--- Brano proposto ---
Sono trascorsi più di dodici anni dall’entrata in vigore del Decreto legislativo n. 77/2005, in attuazione della legge 28 marzo 2003, n. 53, per mezzo del quale il legislatore ha inteso introdurre, all’interno del sistema di istruzione e formazione italiano, la metodologia didattica innovativa dell’alternanza scuola-lavoro. Il tema appare oggi quanto mai d’attualità se si ha riguardo di considerare come, in seguito ai recenti interventi normativi, si registri un significativo ampliamento dell’ambito di applicazione dello strumento, nonché l’emersione di aspetti problematici inerenti da un lato il profilo giuslavoristico e dall’altro quello prettamente formativo.

Modello dell’alternanza

Il modello dell’alternanza, in particolare, è stato individuato come un percorso idoneo ad innovare il concetto di apprendimento, per come tradizionalmente concepito nel sistema scolastico italiano, attribuendo pari dignità, nella delicata fase di formazione, agli aspetti teorici apprensibili con la frequenza alle attività didattiche degli istituti e alla concreta esperienza di lavoro. In questo senso, tale strumento parrebbe in astratto contribuire alla risoluzione di un problema concreto riscontrabile nel mercato del lavoro attuale, ossia il notevole disallineamento tra l’offerta formativa ed educativa della scuola italiana e la richiesta di professionalità specifiche da parte delle imprese, contribuendo altresì alla diffusione di una vera e propria cultura del lavoro tra gli studenti delle scuole secondarie superiori.

Una simile esperienza si presta ad assumere tratti differenti ed ulteriori rispetto al tradizionale percorso di stage. Pur condividendo con lo stesso una concezione dell’azienda come luogo di apprendimento complementare rispetto ad un’aula di lezione, la formazione caratterizzante l’alternanza scuola-lavoro dovrebbe godere, nelle originarie intenzioni dei proponenti, di una portata decisamente più ampia e caratterizzata da continuità temporale, garantendo una maggiore sinergia con l’istituzione scolastica di riferimento.
Allo stesso tempo, può escludersi la sussistenza di un’analogia con la figura dell’apprendistato (che, ai sensi dell’art. 41, comma 1, D.Lgs. 15 giugno 2015, n. 51, c.d. Jobs Act, può definirsi come “un contratto di lavoro a tempo indeterminato finalizzato alla formazione e alla occupazione dei giovani”), in ragione dell’assenza di un vero e proprio rapporto di lavoro contrattualizzato e della natura in ogni caso formativa dell’attività.
--- Materiale fornito ---
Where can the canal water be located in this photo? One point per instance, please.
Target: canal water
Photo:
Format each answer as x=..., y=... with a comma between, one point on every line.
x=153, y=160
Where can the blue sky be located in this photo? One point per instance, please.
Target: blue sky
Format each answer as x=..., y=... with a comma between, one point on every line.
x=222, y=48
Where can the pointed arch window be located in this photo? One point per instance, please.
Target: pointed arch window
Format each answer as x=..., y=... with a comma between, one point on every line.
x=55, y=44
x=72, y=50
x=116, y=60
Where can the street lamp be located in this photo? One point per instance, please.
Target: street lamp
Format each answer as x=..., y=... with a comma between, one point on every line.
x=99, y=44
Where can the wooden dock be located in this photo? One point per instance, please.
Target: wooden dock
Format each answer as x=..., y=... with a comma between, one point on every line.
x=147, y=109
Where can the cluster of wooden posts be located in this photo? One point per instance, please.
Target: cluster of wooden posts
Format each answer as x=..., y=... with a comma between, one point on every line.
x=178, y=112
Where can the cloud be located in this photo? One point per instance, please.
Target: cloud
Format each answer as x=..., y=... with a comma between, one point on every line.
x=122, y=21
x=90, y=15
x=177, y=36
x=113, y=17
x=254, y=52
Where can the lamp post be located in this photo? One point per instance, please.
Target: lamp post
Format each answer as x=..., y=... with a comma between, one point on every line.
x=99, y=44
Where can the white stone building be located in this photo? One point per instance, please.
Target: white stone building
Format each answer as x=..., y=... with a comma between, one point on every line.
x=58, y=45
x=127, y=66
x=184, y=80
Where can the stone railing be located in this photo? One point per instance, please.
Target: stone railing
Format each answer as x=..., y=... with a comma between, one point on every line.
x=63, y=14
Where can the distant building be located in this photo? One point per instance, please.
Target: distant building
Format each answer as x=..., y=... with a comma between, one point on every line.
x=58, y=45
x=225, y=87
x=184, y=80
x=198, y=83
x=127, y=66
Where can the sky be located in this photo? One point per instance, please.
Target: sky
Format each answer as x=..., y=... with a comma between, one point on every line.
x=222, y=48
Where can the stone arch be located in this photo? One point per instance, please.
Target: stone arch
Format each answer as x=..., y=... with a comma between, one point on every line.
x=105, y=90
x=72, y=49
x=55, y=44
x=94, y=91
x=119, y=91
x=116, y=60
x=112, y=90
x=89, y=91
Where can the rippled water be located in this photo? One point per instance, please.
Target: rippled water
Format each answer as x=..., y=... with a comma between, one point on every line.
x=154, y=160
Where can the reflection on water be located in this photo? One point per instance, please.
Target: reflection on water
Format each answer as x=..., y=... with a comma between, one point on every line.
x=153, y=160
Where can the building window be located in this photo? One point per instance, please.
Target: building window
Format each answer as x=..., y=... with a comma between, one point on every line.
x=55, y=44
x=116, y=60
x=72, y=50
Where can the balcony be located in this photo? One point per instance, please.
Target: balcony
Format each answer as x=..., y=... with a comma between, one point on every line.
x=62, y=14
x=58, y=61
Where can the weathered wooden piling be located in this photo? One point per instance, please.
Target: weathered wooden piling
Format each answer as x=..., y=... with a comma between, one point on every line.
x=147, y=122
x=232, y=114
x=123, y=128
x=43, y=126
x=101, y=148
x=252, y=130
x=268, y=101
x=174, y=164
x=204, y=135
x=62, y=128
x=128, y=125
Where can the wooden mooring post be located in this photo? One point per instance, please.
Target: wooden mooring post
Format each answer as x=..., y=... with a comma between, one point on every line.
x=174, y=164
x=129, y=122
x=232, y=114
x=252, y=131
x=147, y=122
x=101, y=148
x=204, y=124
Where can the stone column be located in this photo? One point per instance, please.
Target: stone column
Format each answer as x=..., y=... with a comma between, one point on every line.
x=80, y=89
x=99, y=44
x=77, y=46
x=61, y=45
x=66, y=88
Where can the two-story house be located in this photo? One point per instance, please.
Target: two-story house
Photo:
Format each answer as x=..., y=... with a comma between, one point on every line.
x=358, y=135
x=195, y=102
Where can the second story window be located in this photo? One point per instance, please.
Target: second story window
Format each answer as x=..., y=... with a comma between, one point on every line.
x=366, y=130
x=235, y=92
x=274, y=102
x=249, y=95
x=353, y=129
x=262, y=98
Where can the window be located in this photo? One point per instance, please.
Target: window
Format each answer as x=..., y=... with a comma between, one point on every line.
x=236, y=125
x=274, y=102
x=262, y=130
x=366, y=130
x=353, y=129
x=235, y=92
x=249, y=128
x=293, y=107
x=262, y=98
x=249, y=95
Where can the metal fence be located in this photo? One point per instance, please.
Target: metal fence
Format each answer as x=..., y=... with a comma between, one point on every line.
---
→ **Elenco dei compiti**:
1. Nel brano proposto sull'alternanza scuola-lavoro, quale atto normativo ha introdotto questa metodologia didattica nel sistema di istruzione e formazione italiano?
2. Prosegui il brano proposto sull'alternanza scuola-lavoro a partire dalla sua ultima frase.

→ **Insieme delle risposte**:
1. Il Decreto legislativo n. 77/2005, in attuazione della legge 28 marzo 2003, n. 53.

2.
Occorre, a tal proposito, tratteggiare un quadro organico dell’assetto normativo di riferimento, al fine di mettere in evidenza le principali problematiche connesse al corretto utilizzo dell’alternanza, nonché una valutazione circa l’opportunità della scelta di optare per la relativa obbligatorietà, operata dal legislatore nel 2015 (con l’approvazione della legge 13 luglio 2015, n. 107, c.d. Buona Scuola) e la cui concreta realizzazione risulta agevolata per mezzo della stipula dell’assai recente Protocollo d’Intesa tra il Ministero dell’istruzione, dell’università e della ricerca e l’Agenzia nazionale politiche attive del lavoro (Anpal) datato 12 ottobre 2017.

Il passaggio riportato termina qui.